### Exercise objective
Count the lines in the items below that contain the word "Target", and reply with that number alone.

### Entries
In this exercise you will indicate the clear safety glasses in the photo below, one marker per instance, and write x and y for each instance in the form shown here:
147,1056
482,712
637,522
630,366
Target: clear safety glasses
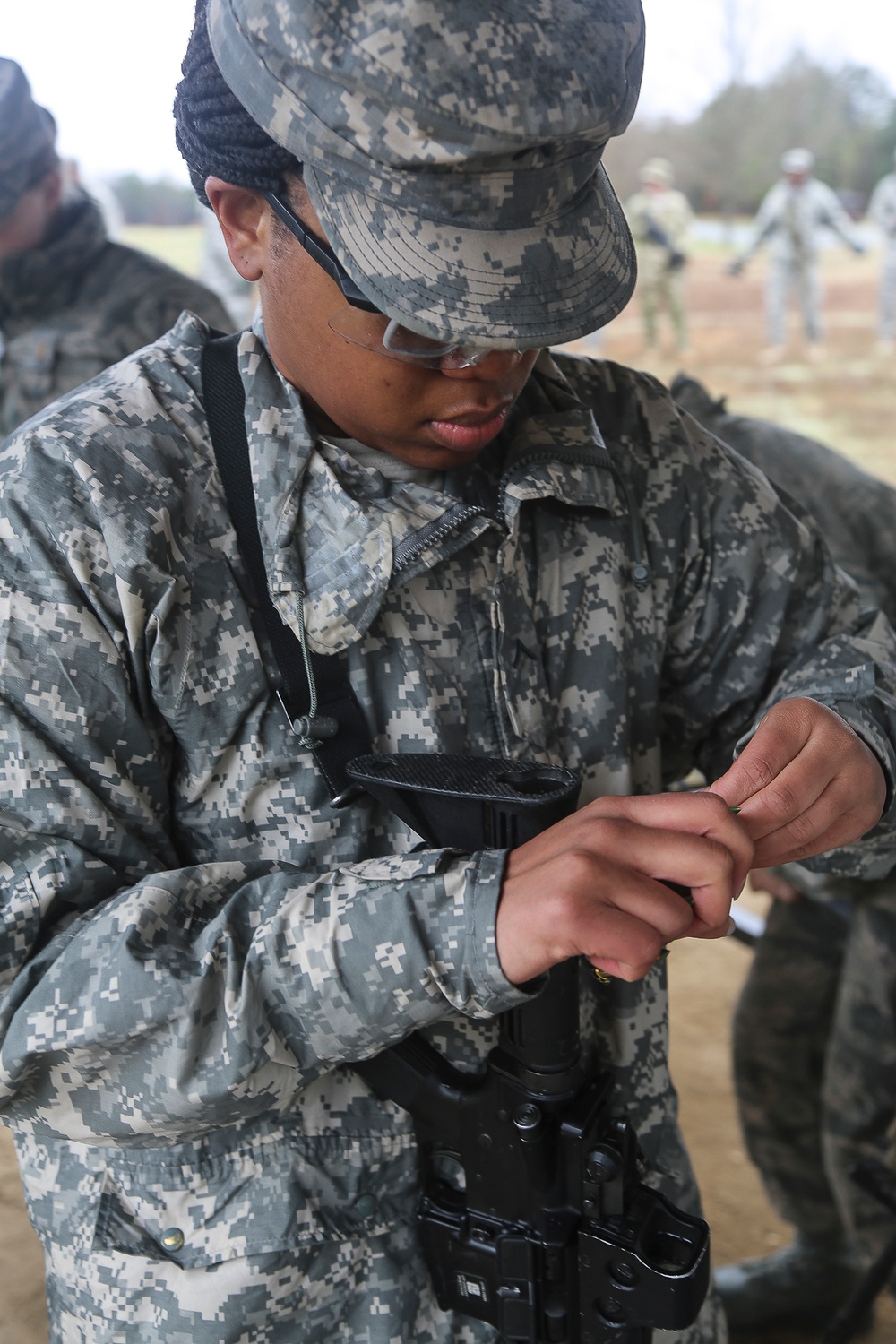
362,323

* * *

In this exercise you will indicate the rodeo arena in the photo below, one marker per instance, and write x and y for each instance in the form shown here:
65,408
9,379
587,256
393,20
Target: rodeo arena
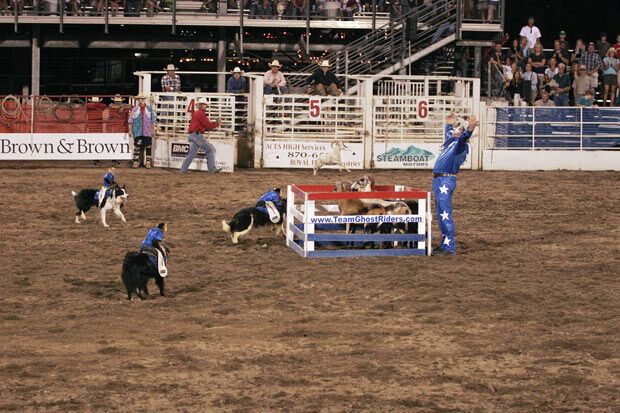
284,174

* * *

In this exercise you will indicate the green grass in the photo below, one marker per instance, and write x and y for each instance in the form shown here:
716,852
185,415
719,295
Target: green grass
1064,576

### Result of this task
3